*** Opening Available records ***
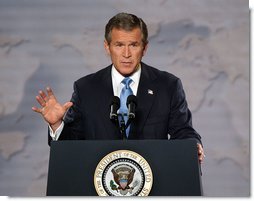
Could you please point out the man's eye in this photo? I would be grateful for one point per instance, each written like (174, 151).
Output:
(134, 45)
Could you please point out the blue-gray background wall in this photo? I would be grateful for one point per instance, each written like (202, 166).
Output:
(54, 42)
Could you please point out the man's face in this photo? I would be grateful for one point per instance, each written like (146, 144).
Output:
(126, 50)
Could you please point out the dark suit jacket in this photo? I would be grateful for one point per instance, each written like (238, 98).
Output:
(158, 114)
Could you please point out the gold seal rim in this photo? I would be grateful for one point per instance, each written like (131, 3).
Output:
(117, 152)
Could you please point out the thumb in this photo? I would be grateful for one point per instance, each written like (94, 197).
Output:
(67, 105)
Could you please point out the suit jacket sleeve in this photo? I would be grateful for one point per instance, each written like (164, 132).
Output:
(180, 118)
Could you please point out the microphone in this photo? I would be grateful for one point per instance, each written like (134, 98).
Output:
(114, 106)
(131, 105)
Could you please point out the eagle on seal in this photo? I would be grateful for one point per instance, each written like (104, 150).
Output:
(123, 176)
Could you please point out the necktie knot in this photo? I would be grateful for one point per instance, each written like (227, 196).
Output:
(126, 91)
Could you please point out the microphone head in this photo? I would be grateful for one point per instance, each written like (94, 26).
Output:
(131, 99)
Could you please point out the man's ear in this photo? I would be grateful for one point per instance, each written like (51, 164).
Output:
(106, 46)
(145, 49)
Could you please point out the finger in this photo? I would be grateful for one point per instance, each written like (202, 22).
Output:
(40, 101)
(35, 109)
(67, 105)
(50, 92)
(43, 95)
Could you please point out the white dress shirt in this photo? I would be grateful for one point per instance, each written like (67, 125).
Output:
(117, 88)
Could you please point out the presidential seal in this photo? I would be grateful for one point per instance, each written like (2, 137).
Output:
(123, 173)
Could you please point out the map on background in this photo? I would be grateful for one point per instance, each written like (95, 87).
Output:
(54, 43)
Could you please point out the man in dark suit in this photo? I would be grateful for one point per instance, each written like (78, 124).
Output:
(162, 110)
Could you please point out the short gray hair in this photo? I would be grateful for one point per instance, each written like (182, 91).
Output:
(127, 22)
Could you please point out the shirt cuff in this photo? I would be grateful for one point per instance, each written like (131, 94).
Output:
(55, 135)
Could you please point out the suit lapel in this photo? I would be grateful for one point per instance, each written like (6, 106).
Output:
(145, 97)
(107, 93)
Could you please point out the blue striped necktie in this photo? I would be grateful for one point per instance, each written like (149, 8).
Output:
(126, 91)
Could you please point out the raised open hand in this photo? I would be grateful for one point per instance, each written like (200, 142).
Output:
(51, 110)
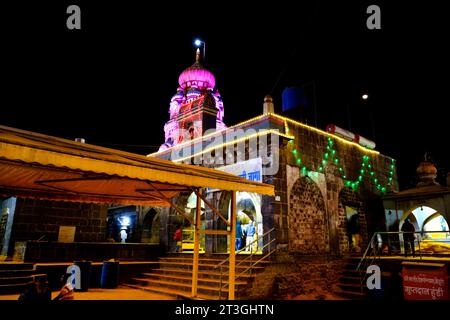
*** Closing Available records ***
Only a number is expected here: the tally of lines above that contain "jacket". Please write nothing more.

> Response to the task
2